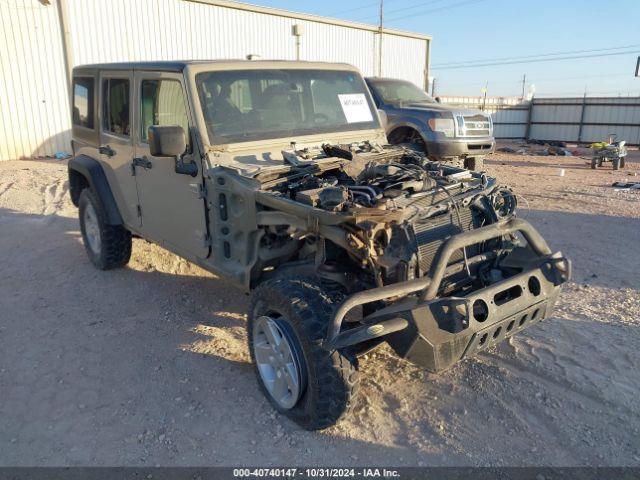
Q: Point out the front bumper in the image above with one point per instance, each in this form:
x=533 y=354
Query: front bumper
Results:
x=461 y=147
x=436 y=332
x=443 y=331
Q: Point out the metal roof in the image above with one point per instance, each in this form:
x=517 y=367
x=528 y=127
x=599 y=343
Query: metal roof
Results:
x=310 y=18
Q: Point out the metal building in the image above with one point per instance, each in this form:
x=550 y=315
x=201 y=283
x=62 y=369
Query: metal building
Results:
x=44 y=39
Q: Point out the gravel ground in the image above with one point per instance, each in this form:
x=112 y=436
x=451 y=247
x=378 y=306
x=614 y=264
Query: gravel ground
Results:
x=148 y=365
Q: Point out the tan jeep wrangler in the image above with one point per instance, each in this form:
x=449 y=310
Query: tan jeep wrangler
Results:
x=277 y=176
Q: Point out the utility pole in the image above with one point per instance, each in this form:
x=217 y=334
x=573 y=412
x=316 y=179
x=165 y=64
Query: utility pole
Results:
x=380 y=39
x=484 y=101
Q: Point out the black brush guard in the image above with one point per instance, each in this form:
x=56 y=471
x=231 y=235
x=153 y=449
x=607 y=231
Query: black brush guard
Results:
x=437 y=332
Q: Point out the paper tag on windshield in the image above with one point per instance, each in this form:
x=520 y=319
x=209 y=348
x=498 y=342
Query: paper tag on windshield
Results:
x=355 y=107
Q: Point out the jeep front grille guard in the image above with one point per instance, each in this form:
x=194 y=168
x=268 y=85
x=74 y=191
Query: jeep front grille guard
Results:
x=430 y=283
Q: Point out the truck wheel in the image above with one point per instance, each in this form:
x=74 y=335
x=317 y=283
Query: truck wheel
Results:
x=314 y=387
x=474 y=163
x=108 y=246
x=616 y=163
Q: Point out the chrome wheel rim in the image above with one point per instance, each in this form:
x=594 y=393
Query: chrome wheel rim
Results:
x=91 y=228
x=277 y=362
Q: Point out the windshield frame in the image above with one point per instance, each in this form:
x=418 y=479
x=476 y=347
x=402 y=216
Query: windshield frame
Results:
x=332 y=131
x=375 y=83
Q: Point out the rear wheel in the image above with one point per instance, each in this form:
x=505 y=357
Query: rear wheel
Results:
x=108 y=246
x=288 y=319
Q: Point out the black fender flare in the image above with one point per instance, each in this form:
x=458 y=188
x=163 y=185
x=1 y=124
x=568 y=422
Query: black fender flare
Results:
x=94 y=175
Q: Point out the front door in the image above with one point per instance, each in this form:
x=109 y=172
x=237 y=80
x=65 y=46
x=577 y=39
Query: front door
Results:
x=173 y=212
x=116 y=144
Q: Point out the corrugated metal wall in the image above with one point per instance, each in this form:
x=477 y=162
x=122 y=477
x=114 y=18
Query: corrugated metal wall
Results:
x=590 y=119
x=34 y=107
x=34 y=112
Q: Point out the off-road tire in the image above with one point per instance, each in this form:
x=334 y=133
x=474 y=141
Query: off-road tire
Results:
x=474 y=163
x=331 y=376
x=115 y=240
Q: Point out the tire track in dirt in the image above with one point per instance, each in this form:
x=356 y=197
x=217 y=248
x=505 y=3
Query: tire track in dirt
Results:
x=53 y=195
x=4 y=187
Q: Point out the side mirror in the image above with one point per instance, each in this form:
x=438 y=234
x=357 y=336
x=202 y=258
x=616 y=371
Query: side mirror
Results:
x=383 y=118
x=166 y=140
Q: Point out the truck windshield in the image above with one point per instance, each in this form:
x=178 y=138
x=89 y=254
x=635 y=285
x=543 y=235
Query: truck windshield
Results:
x=400 y=91
x=247 y=105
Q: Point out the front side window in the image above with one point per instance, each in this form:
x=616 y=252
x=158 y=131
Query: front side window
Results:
x=115 y=106
x=400 y=91
x=249 y=105
x=83 y=88
x=163 y=103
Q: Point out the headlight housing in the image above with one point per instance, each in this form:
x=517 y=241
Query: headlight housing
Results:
x=461 y=129
x=442 y=125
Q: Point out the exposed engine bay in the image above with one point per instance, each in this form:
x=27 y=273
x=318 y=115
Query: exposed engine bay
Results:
x=395 y=207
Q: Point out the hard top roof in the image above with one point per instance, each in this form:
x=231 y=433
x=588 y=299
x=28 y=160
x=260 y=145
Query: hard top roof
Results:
x=180 y=65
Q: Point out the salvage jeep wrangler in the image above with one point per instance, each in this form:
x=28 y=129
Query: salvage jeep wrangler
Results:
x=277 y=176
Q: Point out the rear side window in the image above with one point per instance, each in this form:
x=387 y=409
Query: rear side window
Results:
x=83 y=91
x=115 y=106
x=163 y=103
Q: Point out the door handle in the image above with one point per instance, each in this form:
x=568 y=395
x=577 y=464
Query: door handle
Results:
x=106 y=150
x=143 y=162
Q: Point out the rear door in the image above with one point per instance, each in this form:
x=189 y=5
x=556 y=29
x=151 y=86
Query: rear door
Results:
x=116 y=142
x=173 y=212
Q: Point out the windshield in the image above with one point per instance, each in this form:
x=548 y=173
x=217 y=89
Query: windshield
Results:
x=245 y=105
x=397 y=91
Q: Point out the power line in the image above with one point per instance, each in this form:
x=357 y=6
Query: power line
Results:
x=362 y=7
x=536 y=80
x=549 y=54
x=446 y=7
x=537 y=60
x=421 y=4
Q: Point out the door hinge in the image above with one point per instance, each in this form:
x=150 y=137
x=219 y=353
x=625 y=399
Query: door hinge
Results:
x=198 y=189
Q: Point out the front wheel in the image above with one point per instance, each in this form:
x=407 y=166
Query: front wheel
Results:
x=108 y=246
x=288 y=319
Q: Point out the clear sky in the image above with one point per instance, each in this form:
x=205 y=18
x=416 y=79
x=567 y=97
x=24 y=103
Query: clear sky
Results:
x=475 y=30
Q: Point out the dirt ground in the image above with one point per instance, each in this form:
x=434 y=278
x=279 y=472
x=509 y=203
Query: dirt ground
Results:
x=148 y=365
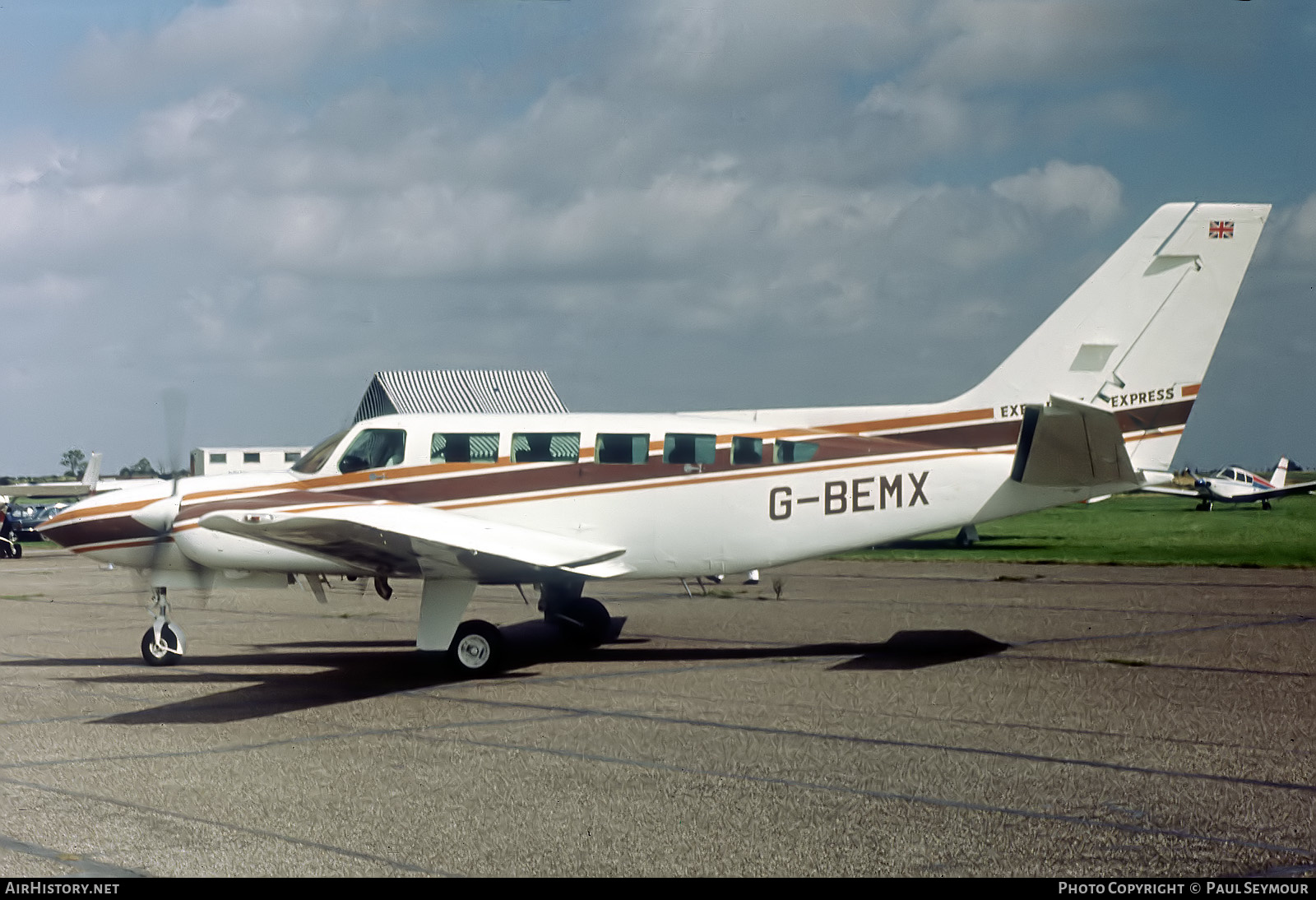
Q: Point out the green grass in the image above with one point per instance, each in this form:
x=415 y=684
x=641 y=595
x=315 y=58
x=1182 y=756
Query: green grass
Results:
x=1135 y=531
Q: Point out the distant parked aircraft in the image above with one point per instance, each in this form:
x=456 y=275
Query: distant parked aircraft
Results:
x=90 y=483
x=1236 y=485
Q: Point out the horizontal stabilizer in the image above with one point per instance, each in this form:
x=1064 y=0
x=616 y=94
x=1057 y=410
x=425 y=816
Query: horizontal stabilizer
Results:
x=1072 y=443
x=407 y=540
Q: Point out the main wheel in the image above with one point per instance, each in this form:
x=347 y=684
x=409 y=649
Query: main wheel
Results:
x=166 y=653
x=477 y=649
x=585 y=619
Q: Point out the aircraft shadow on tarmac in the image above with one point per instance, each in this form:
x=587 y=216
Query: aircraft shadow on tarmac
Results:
x=359 y=670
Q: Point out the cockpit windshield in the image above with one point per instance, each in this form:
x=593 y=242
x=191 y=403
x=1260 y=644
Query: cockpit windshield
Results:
x=319 y=454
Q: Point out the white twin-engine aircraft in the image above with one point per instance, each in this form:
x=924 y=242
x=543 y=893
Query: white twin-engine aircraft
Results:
x=1096 y=394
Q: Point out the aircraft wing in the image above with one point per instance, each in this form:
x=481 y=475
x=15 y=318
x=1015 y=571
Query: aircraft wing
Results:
x=1178 y=492
x=419 y=541
x=1281 y=492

=-=-=

## Problem to work on
Exactly as they appear, please return only the lines from the first line of the records through the line containing "x=498 y=342", both included, leaving out all pictures.

## Response area
Q: Point out the front bumper in the image above with one point per instance, each in this form:
x=533 y=354
Query: front bumper
Results:
x=461 y=147
x=436 y=332
x=443 y=331
Q: Point out the metal roof in the image above with one point per instance, each in this form:
x=517 y=367
x=528 y=127
x=599 y=343
Query: metal roof
Results:
x=310 y=18
Q: Point out the metal building in the image above with one point per instance, each in this form:
x=550 y=315
x=201 y=283
x=62 y=369
Query: metal building
Results:
x=44 y=39
Q: Point out the gravel ground in the image above with one point per instance, each in this form:
x=112 y=436
x=451 y=247
x=378 y=306
x=614 y=264
Query: gravel ground
Results:
x=148 y=365
Q: Point out the tan jeep wrangler in the image above with one point per instance, each in this form:
x=449 y=310
Query: tan jeep wrangler
Results:
x=277 y=176
Q: Point out the utility pole in the image above with one point per instance, each in this form:
x=217 y=334
x=573 y=412
x=316 y=179
x=165 y=64
Query: utility pole
Results:
x=380 y=39
x=484 y=101
Q: Point out the black brush guard in the image above with one point per instance, each in this form:
x=56 y=471
x=231 y=235
x=153 y=449
x=607 y=231
Query: black brush guard
Results:
x=437 y=332
Q: Point out the paper tag on windshield in the image above with one point per instance, each in this form:
x=520 y=319
x=209 y=348
x=498 y=342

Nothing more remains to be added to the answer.